Required action. The entries below are to be written out exactly, with no images included.

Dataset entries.
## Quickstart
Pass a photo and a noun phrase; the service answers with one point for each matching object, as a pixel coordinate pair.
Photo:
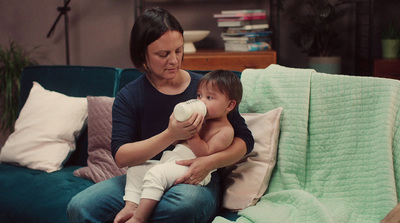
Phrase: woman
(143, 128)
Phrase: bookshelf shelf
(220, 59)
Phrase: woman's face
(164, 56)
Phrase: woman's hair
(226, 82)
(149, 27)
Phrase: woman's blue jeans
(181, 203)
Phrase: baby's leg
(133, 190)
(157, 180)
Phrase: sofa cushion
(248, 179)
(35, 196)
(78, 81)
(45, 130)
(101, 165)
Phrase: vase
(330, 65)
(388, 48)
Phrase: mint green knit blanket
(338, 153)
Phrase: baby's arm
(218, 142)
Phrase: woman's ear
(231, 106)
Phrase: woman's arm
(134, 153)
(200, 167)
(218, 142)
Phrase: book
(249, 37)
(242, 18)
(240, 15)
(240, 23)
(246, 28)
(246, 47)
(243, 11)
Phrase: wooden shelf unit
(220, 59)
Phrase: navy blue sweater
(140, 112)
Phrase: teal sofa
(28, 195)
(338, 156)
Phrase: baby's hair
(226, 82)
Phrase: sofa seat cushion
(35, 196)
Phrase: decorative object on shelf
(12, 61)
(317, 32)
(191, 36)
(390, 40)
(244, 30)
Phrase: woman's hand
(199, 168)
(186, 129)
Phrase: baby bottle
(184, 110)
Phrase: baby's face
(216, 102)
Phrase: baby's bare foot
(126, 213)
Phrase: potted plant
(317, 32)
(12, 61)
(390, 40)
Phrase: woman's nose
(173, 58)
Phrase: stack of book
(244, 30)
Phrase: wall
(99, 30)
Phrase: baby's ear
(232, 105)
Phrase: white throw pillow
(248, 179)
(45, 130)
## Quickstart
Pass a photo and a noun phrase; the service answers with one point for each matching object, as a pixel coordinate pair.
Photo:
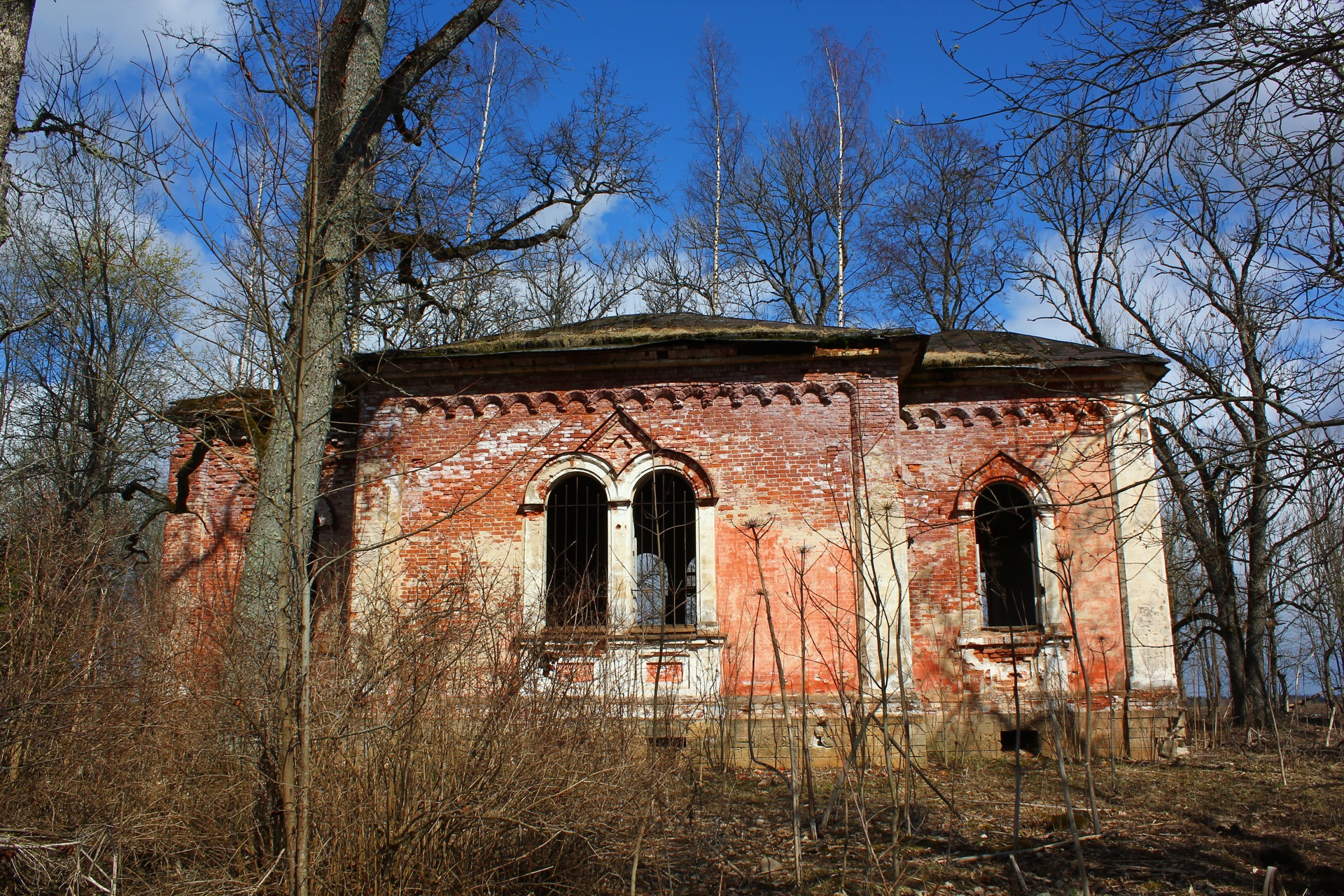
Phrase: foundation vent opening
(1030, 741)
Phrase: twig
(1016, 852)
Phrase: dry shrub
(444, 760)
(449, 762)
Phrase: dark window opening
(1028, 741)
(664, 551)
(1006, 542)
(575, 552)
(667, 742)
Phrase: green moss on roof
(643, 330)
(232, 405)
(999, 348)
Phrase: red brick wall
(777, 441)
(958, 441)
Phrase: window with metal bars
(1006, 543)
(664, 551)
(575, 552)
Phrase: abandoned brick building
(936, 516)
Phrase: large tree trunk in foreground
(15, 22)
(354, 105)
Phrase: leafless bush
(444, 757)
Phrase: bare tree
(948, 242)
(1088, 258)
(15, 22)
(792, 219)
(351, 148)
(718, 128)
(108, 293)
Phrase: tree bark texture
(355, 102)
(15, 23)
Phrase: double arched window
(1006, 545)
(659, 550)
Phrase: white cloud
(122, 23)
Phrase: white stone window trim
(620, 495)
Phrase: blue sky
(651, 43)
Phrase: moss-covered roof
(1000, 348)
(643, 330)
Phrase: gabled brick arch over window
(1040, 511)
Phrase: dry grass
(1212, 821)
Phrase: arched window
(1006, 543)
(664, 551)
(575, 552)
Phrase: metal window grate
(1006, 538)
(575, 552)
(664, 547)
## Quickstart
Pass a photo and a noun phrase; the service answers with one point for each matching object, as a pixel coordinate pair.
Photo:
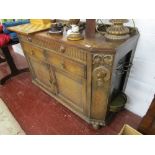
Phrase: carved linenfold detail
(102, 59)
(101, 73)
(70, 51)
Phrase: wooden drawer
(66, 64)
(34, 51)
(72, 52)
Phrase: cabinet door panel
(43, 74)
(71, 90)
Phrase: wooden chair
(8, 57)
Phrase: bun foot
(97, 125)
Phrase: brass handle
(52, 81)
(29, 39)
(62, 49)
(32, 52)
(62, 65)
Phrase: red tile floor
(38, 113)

Answer.
## Quickstart
Pass a photo and a noun phrase; the service answers with one point for each matching object, as a pixel coordinate pair.
Photo:
Phrase: woman
(143, 128)
Phrase: bookshelf shelf
(220, 59)
Phrase: woman's face
(164, 56)
Phrase: woman's hair
(226, 82)
(149, 27)
Phrase: woman's blue jeans
(181, 203)
Phrase: baby's leg
(133, 190)
(157, 180)
Phrase: sofa cushion
(248, 179)
(35, 196)
(78, 81)
(45, 130)
(101, 165)
Phrase: vase
(330, 65)
(388, 48)
Phrase: mint green knit blanket
(338, 153)
Phrase: baby's arm
(218, 142)
Phrase: woman's ear
(231, 106)
Phrase: woman's arm
(134, 153)
(200, 167)
(218, 142)
Phrase: book
(249, 37)
(242, 18)
(240, 15)
(240, 23)
(246, 28)
(246, 47)
(243, 11)
Phrase: wooden shelf unit
(220, 59)
Phrase: navy blue sweater
(140, 112)
Phrase: teal sofa
(28, 195)
(338, 156)
Phrase: baby's hair
(226, 82)
Phrase: sofa seat cushion
(35, 196)
Phrase: decorative object on shelf
(12, 61)
(317, 32)
(191, 36)
(390, 40)
(244, 30)
Phrase: woman's hand
(199, 168)
(186, 129)
Phrase: baby bottle
(184, 110)
Phrase: baby's face
(216, 102)
Phrase: baby's bare foot
(126, 213)
Phrase: potted plant
(317, 32)
(12, 61)
(390, 40)
Phrase: woman's nose
(173, 58)
Phrase: stack of book
(244, 30)
Phrase: wall
(99, 30)
Phrase: baby's ear
(232, 105)
Phrase: white throw pillow
(248, 179)
(45, 130)
## Quickstart
Pass a photo and a noun phrase; the service answers with one point for each matching object, as a pixel coordinate pair.
Photo:
Phrase: foundation vent opening
(1030, 741)
Phrase: twig
(1016, 852)
Phrase: dry shrub
(444, 760)
(449, 762)
Phrase: dark window opening
(1028, 741)
(664, 551)
(1006, 542)
(575, 552)
(667, 742)
Phrase: green moss on roof
(643, 330)
(232, 405)
(999, 348)
Phrase: red brick wall
(777, 441)
(958, 441)
Phrase: window with metal bars
(1006, 543)
(664, 551)
(575, 552)
Phrase: abandoned brick building
(936, 516)
Phrase: large tree trunk in foreground
(15, 22)
(354, 105)
Phrase: leafless bush
(444, 757)
Phrase: bare tree
(948, 242)
(1088, 258)
(15, 22)
(792, 219)
(351, 148)
(718, 128)
(108, 293)
Phrase: tree bark texture
(355, 102)
(15, 23)
Phrase: double arched window
(1006, 545)
(659, 550)
Phrase: white cloud
(122, 23)
Phrase: white stone window trim
(620, 495)
Phrase: blue sky
(651, 43)
Phrase: moss-covered roof
(1000, 348)
(643, 330)
Phrase: gabled brick arch over window
(1040, 511)
Phrase: dry grass
(1212, 821)
Phrase: arched window
(1006, 543)
(664, 551)
(575, 552)
Phrase: metal window grate
(1006, 538)
(575, 552)
(664, 547)
## Quickstart
Pass a photo and a noun phrase; the service answers with one point for each matching object, as a pixel coordinate pair.
Photo:
Phrase: carved linenfold detail
(102, 59)
(101, 73)
(70, 51)
Phrase: wooden drawer
(66, 64)
(34, 51)
(72, 52)
Phrase: cabinet door panel
(43, 74)
(71, 90)
Phrase: wooden chair
(8, 57)
Phrase: bun foot
(97, 125)
Phrase: brass handle
(52, 81)
(29, 39)
(62, 49)
(32, 52)
(62, 65)
Phrase: red tile floor
(38, 113)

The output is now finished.